**WHAT IS NEEDED**
Output the listing below in full, exactly as written.

**INPUT DATA**
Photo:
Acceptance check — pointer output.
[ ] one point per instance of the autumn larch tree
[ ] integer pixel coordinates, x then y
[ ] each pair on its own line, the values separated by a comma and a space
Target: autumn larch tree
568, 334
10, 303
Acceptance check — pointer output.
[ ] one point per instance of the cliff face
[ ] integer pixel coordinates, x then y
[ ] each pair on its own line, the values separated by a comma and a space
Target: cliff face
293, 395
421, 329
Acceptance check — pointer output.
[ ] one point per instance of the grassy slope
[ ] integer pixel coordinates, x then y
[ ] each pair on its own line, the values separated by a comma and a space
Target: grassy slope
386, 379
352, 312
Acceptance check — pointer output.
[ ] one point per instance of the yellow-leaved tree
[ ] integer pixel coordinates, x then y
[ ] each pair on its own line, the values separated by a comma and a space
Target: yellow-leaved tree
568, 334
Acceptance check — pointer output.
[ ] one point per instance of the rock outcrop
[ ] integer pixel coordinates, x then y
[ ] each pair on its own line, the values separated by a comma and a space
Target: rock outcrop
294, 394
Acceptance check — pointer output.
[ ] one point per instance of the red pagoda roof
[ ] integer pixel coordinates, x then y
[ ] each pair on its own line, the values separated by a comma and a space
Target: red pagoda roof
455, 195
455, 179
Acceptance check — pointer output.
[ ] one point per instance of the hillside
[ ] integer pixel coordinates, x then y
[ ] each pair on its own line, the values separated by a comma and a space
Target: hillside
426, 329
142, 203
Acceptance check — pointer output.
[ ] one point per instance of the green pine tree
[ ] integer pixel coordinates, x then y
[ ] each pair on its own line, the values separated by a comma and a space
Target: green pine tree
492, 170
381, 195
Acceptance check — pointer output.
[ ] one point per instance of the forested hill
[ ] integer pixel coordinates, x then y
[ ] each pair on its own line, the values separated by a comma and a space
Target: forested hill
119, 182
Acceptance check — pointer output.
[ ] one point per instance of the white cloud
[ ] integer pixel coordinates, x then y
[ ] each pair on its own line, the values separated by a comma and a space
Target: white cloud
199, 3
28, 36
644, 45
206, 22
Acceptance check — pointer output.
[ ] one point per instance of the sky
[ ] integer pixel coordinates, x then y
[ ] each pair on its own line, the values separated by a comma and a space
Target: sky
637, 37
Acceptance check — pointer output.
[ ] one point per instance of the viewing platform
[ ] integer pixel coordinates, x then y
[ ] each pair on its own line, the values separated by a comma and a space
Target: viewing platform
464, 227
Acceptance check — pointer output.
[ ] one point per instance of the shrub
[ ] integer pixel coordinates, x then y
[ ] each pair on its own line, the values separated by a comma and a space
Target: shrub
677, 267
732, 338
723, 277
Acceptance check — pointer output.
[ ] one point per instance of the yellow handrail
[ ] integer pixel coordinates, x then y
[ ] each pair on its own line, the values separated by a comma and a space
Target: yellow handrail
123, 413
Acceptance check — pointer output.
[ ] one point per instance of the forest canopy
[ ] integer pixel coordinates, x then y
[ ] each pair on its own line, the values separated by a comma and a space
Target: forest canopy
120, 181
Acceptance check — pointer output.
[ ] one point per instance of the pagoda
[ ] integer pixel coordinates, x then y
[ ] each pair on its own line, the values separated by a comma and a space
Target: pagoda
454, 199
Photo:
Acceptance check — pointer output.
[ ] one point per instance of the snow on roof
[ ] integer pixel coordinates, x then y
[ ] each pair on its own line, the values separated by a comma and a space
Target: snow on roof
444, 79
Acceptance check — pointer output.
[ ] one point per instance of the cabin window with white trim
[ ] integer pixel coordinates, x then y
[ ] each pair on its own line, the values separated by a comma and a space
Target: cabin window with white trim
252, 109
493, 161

**YOUR SOLUTION**
Photo:
Acceptance check — pointer output.
[ ] one point per instance of the autumn larch tree
[ ] integer pixel coordinates, x then y
[ ] each pair on its own line, the values separated by a comma and a space
Target: autumn larch tree
568, 334
10, 303
Acceptance check — pointer output.
[ ] one point per instance of the cliff face
[ ] integer pixel coordinates, x then y
[ ] each pair on its own line, the values separated by a comma and a space
Target: cliff face
293, 395
421, 329
Acceptance check — pointer output.
[ ] one point per instance of the grassy slope
[ ] integer pixel coordinates, x then y
[ ] each pair on its own line, the values separated by a comma and a space
Target: grassy slope
386, 379
352, 312
Acceptance check — pointer output.
[ ] one point per instance of the yellow-leaved tree
[ ] integer pixel coordinates, x then y
[ ] each pair on its own line, the values separated by a comma and a space
Target: yellow-leaved tree
568, 334
Acceptance check — pointer output.
[ ] one point per instance of the rock outcrop
[ ] integer pixel coordinates, x then y
[ ] each pair on its own line, the values separated by a comma and a space
Target: rock outcrop
294, 394
Acceptance check — pointer output.
[ ] one point per instance of the red pagoda roof
[ ] integer pixel coordinates, x then y
[ ] each pair on its own line, the values separated by a comma and a space
Target: red pagoda roof
455, 195
455, 179
Acceptance check — pointer output.
[ ] one point per instance of the hillside
[ ] integer pixel coordinates, x then y
[ ] each pair on its own line, the values separated by a comma and a space
Target: hillside
426, 329
142, 203
Acceptance check — pointer output.
[ ] one point per instance of the green pine tree
[ ] integer pixel coordinates, x then y
[ ] each pair on its own line, the values separated by a comma and a space
Target: green pine tree
492, 170
381, 195
Acceptance check — pointer output.
[ ] one point per instance of the forested hill
[ ] integer pixel coordinates, x then y
[ ] each pair on its own line, the values separated by a comma and a space
Target: forested hill
119, 182
Acceptance check — pointer output.
[ ] one point per instance of the white cloud
[ ] integer pixel coordinates, x then y
[ ] each pair on its own line, the values separated by a comma and a space
Target: white cloud
199, 3
28, 36
644, 45
206, 22
Acceptance check — pointer output.
[ ] one point per instance of the sky
[ ] integer pixel coordinates, x then y
[ ] each pair on its own line, the values separated by a comma and a space
Target: sky
637, 37
Acceptance check — pointer output.
[ ] one point per instance of the viewing platform
[ ] integer pixel coordinates, x then y
[ ] each pair on its own line, the values separated by a comma and a space
Target: viewing platform
464, 227
Acceptance check — pointer output.
[ ] one point per instance of the shrub
[ ] integer pixel coordinates, x then y
[ ] each pair on its own line, the values separated by a comma and a space
Target: shrub
677, 267
732, 338
723, 277
Acceptance check — pointer output.
[ ] one point per instance of the yellow handrail
[ ] integer pixel coordinates, x then y
[ ] each pair on its own line, the values separated by a comma and a space
Target: yellow handrail
123, 413
Acceptance check — pointer output.
[ ] one point per instance of the forest canopy
[ ] integer pixel coordinates, x then y
[ ] each pair on its own line, the values separated by a comma and a space
Target: forest canopy
120, 181
Acceptance check — pointer output.
[ ] one point per instance of the pagoda
[ ] integer pixel coordinates, x then y
[ ] each pair on its own line, the values separated by a comma and a space
Target: pagoda
454, 199
Photo:
Acceptance check — pointer output.
[ ] one point per instance of the snow on roof
[ ] integer pixel coordinates, x then y
[ ] each pair on its own line, the values separated by a comma and a space
Target: snow on roof
444, 79
Acceptance check — pointer output.
[ ] one point per instance of the cabin window with white trim
[ ] integer pixel coordinates, x then y
[ ] each pair on its own line, the values separated by a comma and a space
Target: cabin window with white trim
252, 109
493, 161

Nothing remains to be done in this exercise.